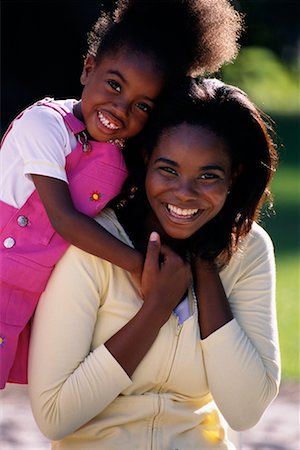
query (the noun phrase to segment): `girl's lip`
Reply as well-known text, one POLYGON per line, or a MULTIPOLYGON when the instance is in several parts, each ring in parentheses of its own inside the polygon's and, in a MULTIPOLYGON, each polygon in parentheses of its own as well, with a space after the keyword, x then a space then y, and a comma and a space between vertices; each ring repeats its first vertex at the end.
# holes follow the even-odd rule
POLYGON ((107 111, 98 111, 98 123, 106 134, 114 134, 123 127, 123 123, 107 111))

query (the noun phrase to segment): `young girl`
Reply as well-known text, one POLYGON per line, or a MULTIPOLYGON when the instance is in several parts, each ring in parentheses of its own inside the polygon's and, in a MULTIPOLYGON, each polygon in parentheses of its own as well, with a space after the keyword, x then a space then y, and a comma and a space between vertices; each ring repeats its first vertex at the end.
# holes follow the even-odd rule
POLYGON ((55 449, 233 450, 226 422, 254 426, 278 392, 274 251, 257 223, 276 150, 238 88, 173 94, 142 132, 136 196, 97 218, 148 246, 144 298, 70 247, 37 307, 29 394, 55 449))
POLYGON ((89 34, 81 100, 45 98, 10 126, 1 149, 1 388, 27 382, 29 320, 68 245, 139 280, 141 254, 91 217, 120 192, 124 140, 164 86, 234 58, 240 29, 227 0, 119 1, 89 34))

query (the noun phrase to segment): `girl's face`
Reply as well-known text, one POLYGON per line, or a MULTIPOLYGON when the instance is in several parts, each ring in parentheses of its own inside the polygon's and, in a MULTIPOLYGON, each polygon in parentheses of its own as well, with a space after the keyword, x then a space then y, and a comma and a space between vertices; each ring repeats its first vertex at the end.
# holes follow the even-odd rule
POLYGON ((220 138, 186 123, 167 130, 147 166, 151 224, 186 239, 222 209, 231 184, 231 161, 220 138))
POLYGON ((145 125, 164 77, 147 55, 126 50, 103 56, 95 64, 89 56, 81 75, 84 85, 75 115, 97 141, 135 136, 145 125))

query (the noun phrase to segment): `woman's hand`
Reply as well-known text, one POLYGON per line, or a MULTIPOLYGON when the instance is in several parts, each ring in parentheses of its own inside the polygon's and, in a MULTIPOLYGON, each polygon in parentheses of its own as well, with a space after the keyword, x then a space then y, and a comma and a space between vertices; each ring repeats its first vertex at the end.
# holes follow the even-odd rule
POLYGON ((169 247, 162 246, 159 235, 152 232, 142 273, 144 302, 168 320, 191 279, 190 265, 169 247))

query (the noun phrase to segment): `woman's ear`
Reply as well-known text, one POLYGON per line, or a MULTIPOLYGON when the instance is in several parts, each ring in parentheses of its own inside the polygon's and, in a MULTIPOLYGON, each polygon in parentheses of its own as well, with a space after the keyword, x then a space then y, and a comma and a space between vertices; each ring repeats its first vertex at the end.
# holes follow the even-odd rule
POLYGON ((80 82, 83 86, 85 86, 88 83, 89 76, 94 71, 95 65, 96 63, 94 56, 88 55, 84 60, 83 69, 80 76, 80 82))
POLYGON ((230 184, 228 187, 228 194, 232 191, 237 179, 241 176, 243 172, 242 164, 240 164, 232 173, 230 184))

================

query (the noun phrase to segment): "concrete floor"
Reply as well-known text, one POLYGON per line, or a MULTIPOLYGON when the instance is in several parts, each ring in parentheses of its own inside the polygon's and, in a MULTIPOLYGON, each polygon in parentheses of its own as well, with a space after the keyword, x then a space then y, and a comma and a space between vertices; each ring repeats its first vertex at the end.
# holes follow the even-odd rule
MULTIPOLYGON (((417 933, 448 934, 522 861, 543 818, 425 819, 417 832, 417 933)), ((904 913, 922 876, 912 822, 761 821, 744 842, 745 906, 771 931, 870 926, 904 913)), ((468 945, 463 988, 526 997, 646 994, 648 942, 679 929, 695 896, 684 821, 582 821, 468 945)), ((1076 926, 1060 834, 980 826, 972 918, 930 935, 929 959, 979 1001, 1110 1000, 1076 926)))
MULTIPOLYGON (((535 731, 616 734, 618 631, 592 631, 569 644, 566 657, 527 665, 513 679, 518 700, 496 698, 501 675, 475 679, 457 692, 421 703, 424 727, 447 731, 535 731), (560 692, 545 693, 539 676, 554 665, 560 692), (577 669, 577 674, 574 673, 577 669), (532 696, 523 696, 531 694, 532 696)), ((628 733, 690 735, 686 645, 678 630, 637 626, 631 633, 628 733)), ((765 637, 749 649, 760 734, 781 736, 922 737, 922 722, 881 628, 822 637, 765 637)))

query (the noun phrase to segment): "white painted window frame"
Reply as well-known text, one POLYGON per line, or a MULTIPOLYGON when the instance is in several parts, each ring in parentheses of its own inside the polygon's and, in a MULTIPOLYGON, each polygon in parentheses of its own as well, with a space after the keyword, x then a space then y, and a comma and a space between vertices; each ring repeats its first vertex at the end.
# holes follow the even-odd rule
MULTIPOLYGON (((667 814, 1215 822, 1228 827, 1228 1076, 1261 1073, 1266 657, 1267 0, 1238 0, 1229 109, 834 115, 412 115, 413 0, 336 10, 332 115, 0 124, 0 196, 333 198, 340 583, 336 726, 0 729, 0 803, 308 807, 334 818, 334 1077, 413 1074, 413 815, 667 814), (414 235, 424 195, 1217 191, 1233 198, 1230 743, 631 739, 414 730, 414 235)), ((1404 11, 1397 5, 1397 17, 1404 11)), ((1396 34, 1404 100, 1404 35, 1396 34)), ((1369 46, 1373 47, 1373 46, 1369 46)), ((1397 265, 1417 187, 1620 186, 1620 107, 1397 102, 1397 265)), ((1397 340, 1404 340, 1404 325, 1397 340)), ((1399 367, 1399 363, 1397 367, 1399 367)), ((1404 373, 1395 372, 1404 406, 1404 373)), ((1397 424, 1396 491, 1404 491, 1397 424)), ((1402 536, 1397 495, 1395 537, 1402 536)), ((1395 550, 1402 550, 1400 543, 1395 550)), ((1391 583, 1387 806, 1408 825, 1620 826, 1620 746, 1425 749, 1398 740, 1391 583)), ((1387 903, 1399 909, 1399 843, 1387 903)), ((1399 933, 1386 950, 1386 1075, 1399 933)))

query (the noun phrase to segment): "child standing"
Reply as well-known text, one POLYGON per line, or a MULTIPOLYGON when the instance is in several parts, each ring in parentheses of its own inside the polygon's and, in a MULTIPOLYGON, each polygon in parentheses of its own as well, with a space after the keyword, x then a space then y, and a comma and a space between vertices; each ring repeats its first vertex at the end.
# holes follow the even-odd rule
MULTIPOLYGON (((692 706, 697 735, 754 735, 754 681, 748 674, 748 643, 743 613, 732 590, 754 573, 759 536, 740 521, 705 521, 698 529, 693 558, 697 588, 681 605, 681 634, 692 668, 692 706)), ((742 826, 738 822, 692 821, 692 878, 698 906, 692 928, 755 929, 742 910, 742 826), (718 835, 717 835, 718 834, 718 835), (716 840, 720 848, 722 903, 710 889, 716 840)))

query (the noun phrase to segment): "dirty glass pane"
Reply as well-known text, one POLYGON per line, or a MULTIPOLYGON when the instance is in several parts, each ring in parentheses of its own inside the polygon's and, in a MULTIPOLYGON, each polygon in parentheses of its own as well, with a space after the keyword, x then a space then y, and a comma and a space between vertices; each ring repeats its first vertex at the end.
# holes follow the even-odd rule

================

REQUIRED WORK: Pull every line containing the word "girl" out of the listing.

ANSWER:
query (the noun phrase to segment): `girl's lip`
query (the noun phrase to segment): `young girl`
query (the noun phrase to segment): `girl's face`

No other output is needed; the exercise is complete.